• **DATA SUPPLIED**
※

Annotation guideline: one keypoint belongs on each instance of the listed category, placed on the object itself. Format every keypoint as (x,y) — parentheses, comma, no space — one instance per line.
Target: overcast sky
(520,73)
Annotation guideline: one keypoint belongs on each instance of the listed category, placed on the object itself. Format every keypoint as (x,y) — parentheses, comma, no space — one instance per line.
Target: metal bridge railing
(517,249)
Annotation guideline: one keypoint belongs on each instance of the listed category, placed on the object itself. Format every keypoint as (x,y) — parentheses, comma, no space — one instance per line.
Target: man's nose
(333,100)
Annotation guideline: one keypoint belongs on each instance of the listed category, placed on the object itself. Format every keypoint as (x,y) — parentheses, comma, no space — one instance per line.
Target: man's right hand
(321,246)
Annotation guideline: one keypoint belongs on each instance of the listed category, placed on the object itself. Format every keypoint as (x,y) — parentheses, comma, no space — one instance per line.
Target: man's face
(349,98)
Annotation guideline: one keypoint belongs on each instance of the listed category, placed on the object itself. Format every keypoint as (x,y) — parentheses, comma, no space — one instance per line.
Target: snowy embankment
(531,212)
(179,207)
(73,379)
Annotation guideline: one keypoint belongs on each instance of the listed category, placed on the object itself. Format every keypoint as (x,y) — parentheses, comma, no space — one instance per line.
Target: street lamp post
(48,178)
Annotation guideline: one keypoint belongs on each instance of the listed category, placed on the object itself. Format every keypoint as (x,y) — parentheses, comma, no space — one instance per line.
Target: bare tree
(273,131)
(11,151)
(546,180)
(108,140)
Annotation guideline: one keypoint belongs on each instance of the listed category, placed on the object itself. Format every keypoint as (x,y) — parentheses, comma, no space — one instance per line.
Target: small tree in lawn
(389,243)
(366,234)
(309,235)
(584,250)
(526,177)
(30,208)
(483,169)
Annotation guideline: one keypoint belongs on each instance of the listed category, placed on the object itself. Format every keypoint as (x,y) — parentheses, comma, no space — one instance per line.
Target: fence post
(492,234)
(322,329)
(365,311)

※

Please restate the whole listing word for word.

• **CORRECT OUTPUT**
Annotation guideline: one keypoint belongs on each instance of the listed category, placed on the object itself. Format every keypoint as (x,y) — parentheses, comma, no space — one instance per line.
Target: overcast sky
(520,73)
Annotation guideline: one keypoint belongs on each instance of the listed category, placed on the object itself. Format every keypoint as (x,y) — parentheses, comma, no space — one instance per line.
Target: metal bridge railing
(517,249)
Annotation guideline: one keypoint belongs on each instance of the listed category, placed on the object itself. Format every keypoint as (x,y) — parentheses, comma, no space — one instance per line.
Target: man's nose
(333,100)
Annotation guideline: one keypoint belongs on each instance of the listed category, placed on the object itself. Format every keypoint as (x,y) — parentheses, comma, no space — one instance per line.
Target: man's right hand
(321,246)
Annotation guideline: one keypoint belongs on each instance of the listed category, placed on the object itself. Format every keypoint as (x,y) — parentheses, comma, no space — one instance per line.
Target: man's face
(349,98)
Annotation guideline: one keypoint belongs on each instance of the listed category, placed on the object itself. Format every keypoint as (x,y) — parentheses, comma, no space — one instance per line.
Target: snowy embankment
(531,212)
(179,207)
(73,379)
Annotation guideline: one keypoint belongs on each instance of the listed category, placed on the object itself. Format every keypoint as (x,y) — parentheses, comma, no space — one instance per line.
Target: street lamp post
(48,178)
Annotation guideline: one keypoint belongs on each instance of the listed category, placed on the object itself. Format every keypoint as (x,y) — parentheses, comma, no space — one instance per line.
Target: bare tree
(273,131)
(11,151)
(546,180)
(108,140)
Annotation guideline: one keypoint belongs on each instance of the listed category, placed on the object itself. Format every keypoint as (x,y) — parentheses, comma, no space — one instance per line.
Target: small tree in lawn
(389,243)
(366,234)
(309,235)
(584,250)
(526,177)
(30,208)
(483,169)
Annotation guideline: one keypoint belongs on each instance of the listed category, placed on the object itself. Format every keypoint as (x,y) — parentheses, comma, no space — one instance per line.
Target: fence post
(492,234)
(322,329)
(365,311)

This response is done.